| Excerpted data |
* * *
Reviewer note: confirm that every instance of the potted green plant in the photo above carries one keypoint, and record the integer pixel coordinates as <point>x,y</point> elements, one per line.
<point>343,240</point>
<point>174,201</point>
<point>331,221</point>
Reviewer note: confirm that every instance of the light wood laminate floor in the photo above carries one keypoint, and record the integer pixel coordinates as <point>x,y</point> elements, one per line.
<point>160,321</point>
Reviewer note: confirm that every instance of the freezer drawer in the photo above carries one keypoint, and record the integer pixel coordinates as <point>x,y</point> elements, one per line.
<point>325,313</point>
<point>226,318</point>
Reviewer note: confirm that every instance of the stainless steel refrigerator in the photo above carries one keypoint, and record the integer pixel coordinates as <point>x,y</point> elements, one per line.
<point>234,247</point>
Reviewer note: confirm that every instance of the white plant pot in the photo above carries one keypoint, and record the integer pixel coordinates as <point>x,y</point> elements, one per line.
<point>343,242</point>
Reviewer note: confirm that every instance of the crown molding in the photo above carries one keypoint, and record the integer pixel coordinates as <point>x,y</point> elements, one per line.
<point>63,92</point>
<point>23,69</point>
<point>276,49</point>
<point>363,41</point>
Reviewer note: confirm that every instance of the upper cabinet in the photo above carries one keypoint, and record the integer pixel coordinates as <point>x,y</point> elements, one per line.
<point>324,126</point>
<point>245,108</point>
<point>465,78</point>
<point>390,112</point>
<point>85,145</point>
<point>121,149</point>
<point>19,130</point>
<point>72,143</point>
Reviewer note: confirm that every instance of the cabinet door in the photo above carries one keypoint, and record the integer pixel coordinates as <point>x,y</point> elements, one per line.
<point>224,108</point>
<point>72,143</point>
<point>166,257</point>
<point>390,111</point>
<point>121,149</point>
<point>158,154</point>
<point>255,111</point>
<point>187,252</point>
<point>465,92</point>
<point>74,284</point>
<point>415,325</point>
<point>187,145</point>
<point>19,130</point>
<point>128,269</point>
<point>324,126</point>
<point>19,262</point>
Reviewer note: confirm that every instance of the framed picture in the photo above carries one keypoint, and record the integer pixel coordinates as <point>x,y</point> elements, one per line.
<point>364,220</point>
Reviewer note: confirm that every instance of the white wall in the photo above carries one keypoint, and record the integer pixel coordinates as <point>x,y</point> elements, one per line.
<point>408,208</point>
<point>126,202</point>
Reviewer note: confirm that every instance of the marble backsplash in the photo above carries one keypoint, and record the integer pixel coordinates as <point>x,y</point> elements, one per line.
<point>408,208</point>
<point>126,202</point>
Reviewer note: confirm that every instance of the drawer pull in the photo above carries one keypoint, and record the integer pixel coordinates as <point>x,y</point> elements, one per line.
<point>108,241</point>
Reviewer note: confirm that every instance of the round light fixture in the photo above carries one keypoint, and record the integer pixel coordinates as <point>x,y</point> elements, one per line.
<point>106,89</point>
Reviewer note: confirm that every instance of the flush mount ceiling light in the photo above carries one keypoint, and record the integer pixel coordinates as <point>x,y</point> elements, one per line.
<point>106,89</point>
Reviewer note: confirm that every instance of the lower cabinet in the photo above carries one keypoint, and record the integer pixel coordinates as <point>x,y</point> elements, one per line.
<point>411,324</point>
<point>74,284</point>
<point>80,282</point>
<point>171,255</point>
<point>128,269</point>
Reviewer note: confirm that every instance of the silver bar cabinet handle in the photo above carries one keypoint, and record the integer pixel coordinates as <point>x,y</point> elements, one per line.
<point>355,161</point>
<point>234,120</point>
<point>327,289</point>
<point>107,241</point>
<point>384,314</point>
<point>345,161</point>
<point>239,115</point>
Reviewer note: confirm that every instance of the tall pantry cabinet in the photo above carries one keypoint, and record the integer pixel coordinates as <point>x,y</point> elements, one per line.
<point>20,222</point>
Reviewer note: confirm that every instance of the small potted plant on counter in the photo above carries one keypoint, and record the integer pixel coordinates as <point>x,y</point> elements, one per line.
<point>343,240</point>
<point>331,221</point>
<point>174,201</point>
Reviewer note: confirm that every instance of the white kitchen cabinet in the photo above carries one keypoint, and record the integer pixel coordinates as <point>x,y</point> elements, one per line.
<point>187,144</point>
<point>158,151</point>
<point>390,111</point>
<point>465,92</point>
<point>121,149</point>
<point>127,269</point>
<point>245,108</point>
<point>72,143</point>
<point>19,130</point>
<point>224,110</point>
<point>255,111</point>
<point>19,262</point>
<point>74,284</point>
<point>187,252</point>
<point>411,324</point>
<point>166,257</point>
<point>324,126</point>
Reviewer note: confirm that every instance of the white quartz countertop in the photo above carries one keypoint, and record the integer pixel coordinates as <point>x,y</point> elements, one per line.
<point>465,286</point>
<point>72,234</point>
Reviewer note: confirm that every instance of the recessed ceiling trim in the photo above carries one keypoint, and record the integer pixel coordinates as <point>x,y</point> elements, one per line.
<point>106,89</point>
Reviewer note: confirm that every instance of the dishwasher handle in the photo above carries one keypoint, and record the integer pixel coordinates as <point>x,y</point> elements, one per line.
* * *
| What you will do |
Reproduce the records above in full, without altering a single character.

| Exercise output |
Reviewer note: confirm that every instance of the potted green plant in the photo above carries one keypoint, and record the integer pixel coordinates as <point>x,y</point> elements, one per line.
<point>343,240</point>
<point>174,201</point>
<point>331,221</point>
Reviewer note: confirm that every instance of the light wood laminate floor in the photo above carries one keypoint, and record the integer pixel coordinates as <point>x,y</point> elements, one per line.
<point>160,321</point>
Reviewer note: confirm that every instance of the freezer drawer in the photo above carries one keypoint, and record the integer pixel coordinates as <point>x,y</point> elements, one per line.
<point>325,313</point>
<point>226,318</point>
Reviewer note: confirm that every instance of the stainless steel refrigerator in the photo above carries one keypoint, and record the integer pixel coordinates as <point>x,y</point> elements, one per line.
<point>234,247</point>
Reviewer note: confirm that every instance of the white plant pot in the photo above carries one keypoint, and record the integer pixel coordinates as <point>x,y</point> elements, one per line.
<point>343,242</point>
Reviewer note: confirm that every instance of the crown molding in the photo above carries one keypoint, and record the integer pixel coordinates as <point>x,y</point> elements, one per line.
<point>63,92</point>
<point>23,69</point>
<point>276,49</point>
<point>363,41</point>
Reviewer note: confirm that every instance of the upper cabinet in the photo above carries one keypoint, and record the integer pixel coordinates as <point>x,y</point> elements, one per line.
<point>324,126</point>
<point>245,108</point>
<point>465,78</point>
<point>390,112</point>
<point>85,145</point>
<point>121,149</point>
<point>19,130</point>
<point>72,143</point>
Reviewer note: confirm that every instance of the cabinet door in the photo above carries one keypoint, and record the integer pixel coordinates as <point>x,y</point> elements, one per line.
<point>224,108</point>
<point>72,143</point>
<point>166,257</point>
<point>390,111</point>
<point>121,149</point>
<point>158,154</point>
<point>255,111</point>
<point>187,252</point>
<point>465,92</point>
<point>74,284</point>
<point>415,325</point>
<point>187,145</point>
<point>19,130</point>
<point>128,269</point>
<point>324,126</point>
<point>19,262</point>
Reviewer note: confirm that every instance of the framed picture in the photo above carries one keypoint, and record the integer pixel coordinates as <point>x,y</point> elements, one per line.
<point>364,220</point>
Reviewer note: confirm that every instance of the white wall in the photo above carries one keypoint, and record the integer pixel coordinates as <point>x,y</point> elements, one per line.
<point>408,208</point>
<point>126,202</point>
Reviewer note: confirm that every instance of the marble backsplash in the photo above carries one keypoint, and record the integer pixel coordinates as <point>x,y</point> elements, one per line.
<point>408,208</point>
<point>126,202</point>
Reviewer note: confirm that every instance of the drawer pull in the photo above carries one keypoint, and record the integer pixel coordinates as <point>x,y</point> elements, one per line.
<point>108,241</point>
Reviewer note: confirm that every instance of the round light fixture in the photo above carries one keypoint, and record the integer pixel coordinates as <point>x,y</point> elements, one per line.
<point>106,89</point>
Reviewer note: confirm that every instance of the flush mount ceiling light in the photo above carries one keypoint, and record the integer pixel coordinates as <point>x,y</point> elements, one per line.
<point>106,89</point>
Reviewer note: confirm that every instance of the lower cabinet in the photo above carries one keypoint, and record the integer pixel coordinates as <point>x,y</point> elements, one per line.
<point>411,324</point>
<point>74,284</point>
<point>80,282</point>
<point>171,255</point>
<point>128,269</point>
Reviewer note: confirm that every instance of the silver bar cabinet handle in the photo above carries one keypoint, and record the integer pixel coordinates as <point>x,y</point> elements, one per line.
<point>355,161</point>
<point>234,120</point>
<point>327,289</point>
<point>107,241</point>
<point>384,314</point>
<point>345,161</point>
<point>239,115</point>
Reviewer note: confirm that every instance of the tall pantry cabinet in the photo above carries one keypoint, and record the integer pixel coordinates as <point>x,y</point> elements, one per line.
<point>20,222</point>
Reviewer note: confirm that every instance of the small potted plant on counter in the photo above carries one keypoint, and record the integer pixel coordinates as <point>x,y</point> elements, one per line.
<point>343,240</point>
<point>331,221</point>
<point>174,201</point>
Reviewer note: confirm that every instance of the white kitchen cabinet in the photo above carries one keypoint, and record the integer pixel coordinates as <point>x,y</point> elements, one per line.
<point>187,144</point>
<point>158,151</point>
<point>390,111</point>
<point>465,92</point>
<point>121,149</point>
<point>127,269</point>
<point>245,108</point>
<point>72,143</point>
<point>19,130</point>
<point>224,110</point>
<point>255,111</point>
<point>19,262</point>
<point>74,284</point>
<point>187,252</point>
<point>411,324</point>
<point>166,257</point>
<point>324,126</point>
Reviewer note: confirm that every instance of the white quartz countertop in the photo above carries one keypoint, and record the integer pixel coordinates as <point>x,y</point> elements, one per line.
<point>465,286</point>
<point>72,234</point>
Reviewer note: confirm that every instance of the recessed ceiling trim in the photo above carries one keypoint, and record the integer pixel coordinates as <point>x,y</point> elements, one per line.
<point>106,89</point>
Reviewer note: confirm that every instance of the dishwasher handle in the photo above carries one keypoint, and record the integer pixel coordinates as <point>x,y</point> elements, one per line.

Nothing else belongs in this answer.